### [EXERCISE AIM]
Reproduce the records below word for word, starting with the line that contains "Thank you for the photo. Could you please identify the patch" and continuing through the end of the records.

[Records from a data collection]
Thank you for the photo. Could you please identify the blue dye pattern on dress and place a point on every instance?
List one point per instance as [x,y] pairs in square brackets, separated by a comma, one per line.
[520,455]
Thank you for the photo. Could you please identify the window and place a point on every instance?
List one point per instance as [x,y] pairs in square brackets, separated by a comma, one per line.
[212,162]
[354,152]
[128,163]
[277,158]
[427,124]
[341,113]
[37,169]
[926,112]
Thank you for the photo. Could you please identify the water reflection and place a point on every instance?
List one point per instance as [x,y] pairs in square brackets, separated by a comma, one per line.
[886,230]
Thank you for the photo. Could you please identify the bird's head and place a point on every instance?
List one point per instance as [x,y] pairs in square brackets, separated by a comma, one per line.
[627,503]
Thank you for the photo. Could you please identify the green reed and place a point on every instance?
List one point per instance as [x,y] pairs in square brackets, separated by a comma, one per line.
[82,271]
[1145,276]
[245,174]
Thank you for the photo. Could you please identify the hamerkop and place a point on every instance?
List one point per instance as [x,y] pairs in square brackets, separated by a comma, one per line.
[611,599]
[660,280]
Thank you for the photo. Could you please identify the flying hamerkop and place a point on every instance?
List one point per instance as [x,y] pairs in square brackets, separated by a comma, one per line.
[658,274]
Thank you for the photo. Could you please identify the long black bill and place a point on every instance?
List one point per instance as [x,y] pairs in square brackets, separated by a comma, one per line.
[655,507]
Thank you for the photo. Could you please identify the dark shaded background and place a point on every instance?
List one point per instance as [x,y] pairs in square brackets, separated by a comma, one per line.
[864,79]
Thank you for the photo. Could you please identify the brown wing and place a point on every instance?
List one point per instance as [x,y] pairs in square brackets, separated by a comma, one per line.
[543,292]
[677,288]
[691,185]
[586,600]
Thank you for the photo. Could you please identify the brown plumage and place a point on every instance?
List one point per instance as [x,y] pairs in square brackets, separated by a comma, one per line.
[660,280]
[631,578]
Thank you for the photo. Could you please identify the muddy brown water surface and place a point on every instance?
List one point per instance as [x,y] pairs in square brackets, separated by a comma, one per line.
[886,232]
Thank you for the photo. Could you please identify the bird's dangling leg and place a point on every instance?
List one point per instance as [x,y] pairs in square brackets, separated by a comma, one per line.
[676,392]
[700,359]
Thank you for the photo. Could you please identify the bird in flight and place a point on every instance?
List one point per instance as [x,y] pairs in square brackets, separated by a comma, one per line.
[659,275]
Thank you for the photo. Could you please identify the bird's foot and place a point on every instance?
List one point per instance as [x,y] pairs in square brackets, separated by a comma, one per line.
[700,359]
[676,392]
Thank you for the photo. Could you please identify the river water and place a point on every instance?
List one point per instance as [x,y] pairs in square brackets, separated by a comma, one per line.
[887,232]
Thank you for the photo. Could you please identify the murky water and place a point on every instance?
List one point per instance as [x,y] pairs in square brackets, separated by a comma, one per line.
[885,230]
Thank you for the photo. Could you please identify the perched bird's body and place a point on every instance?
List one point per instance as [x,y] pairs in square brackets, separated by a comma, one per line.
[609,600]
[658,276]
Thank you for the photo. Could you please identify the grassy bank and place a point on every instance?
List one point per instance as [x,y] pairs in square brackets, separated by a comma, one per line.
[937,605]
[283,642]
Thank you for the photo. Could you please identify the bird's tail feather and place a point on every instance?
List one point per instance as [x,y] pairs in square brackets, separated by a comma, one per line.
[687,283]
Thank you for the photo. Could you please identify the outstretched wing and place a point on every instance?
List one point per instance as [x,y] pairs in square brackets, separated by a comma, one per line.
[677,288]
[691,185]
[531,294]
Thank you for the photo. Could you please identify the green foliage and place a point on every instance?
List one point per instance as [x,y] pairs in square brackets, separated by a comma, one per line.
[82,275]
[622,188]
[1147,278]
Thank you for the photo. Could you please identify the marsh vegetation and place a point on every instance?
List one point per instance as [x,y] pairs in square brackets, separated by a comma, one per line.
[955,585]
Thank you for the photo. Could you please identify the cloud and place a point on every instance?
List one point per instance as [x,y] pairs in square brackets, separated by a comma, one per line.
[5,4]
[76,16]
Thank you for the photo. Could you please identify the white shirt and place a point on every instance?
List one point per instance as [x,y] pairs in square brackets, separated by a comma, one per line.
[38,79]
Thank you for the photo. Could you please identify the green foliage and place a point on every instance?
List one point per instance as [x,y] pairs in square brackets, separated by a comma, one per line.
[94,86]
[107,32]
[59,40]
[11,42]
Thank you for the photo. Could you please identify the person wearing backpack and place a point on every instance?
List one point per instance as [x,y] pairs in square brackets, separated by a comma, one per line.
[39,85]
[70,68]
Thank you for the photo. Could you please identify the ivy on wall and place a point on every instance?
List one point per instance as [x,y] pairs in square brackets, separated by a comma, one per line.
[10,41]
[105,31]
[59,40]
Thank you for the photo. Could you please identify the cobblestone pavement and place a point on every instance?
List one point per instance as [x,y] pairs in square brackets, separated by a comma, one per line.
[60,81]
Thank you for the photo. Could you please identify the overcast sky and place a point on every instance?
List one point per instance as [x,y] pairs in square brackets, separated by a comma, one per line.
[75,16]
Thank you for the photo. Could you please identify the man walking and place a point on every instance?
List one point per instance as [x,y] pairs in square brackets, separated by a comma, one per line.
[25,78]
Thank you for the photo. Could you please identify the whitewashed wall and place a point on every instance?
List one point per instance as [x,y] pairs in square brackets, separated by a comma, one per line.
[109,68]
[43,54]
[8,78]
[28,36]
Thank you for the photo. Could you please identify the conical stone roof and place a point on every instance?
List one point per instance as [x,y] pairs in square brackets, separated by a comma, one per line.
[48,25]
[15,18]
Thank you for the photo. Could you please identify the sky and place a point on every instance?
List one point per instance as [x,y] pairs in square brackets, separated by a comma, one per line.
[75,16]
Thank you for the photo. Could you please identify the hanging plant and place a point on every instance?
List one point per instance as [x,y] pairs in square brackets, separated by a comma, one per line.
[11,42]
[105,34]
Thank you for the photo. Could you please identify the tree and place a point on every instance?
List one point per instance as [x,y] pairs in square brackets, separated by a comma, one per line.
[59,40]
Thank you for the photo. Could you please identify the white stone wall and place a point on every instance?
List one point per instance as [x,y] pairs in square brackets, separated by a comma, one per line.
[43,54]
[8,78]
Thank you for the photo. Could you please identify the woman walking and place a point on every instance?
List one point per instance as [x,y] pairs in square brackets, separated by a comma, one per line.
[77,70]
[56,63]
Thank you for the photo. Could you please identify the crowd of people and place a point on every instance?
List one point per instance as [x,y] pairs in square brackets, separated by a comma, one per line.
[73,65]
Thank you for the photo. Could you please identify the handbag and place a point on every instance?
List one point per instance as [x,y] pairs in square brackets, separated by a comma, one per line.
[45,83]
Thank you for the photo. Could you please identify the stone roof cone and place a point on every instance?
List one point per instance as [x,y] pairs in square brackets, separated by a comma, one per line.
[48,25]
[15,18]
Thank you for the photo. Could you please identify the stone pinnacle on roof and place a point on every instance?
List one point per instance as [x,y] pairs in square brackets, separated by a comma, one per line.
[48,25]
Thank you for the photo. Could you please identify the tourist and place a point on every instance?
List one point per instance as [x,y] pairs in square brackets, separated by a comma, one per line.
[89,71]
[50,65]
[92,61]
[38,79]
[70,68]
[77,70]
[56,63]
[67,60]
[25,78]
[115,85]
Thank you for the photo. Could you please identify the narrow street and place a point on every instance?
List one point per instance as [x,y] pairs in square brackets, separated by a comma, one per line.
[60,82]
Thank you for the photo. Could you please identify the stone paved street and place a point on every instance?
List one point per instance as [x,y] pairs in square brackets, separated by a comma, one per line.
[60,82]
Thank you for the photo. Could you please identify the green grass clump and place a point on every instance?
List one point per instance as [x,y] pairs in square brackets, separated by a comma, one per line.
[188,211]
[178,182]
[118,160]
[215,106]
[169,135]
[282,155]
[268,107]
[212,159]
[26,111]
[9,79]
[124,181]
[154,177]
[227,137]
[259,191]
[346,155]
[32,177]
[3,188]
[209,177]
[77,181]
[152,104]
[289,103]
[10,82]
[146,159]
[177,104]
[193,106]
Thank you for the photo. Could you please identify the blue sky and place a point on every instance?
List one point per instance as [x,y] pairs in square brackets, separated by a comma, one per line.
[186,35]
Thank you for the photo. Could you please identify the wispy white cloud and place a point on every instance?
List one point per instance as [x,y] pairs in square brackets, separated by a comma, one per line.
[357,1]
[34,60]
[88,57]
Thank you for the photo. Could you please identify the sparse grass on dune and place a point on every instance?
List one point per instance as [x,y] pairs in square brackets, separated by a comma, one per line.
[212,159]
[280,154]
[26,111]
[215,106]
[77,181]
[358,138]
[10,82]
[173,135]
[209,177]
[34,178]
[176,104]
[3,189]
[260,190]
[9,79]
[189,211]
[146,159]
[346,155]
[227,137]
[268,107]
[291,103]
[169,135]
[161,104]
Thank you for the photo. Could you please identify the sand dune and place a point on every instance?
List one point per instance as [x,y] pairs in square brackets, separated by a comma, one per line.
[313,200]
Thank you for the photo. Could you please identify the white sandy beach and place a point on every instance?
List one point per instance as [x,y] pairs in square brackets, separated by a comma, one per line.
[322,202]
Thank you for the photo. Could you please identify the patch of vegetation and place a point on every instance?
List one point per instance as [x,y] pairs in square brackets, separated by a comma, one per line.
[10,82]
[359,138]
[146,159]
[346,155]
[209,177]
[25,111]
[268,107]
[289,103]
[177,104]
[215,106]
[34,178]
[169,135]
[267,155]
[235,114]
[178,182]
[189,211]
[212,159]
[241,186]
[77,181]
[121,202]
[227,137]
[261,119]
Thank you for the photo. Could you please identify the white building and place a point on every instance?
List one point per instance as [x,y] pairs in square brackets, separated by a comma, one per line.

### [RESULT FOR THIS TASK]
Thank you for the photo. Could you please identify the patch of vegetation and place a point on every instance?
List one point per instance as [x,y] pairs in square brackets, separated by a comma, one per line.
[10,82]
[359,138]
[146,159]
[346,155]
[209,177]
[25,111]
[268,107]
[289,103]
[177,104]
[215,106]
[34,178]
[169,135]
[267,155]
[235,114]
[178,182]
[189,211]
[212,159]
[241,186]
[77,181]
[121,202]
[227,137]
[261,119]
Thank you for the photo. Could you please identify the white building and place a point on every instance?
List one point per instance as [x,y] pairs in square brackets, separated by a comma, one per line.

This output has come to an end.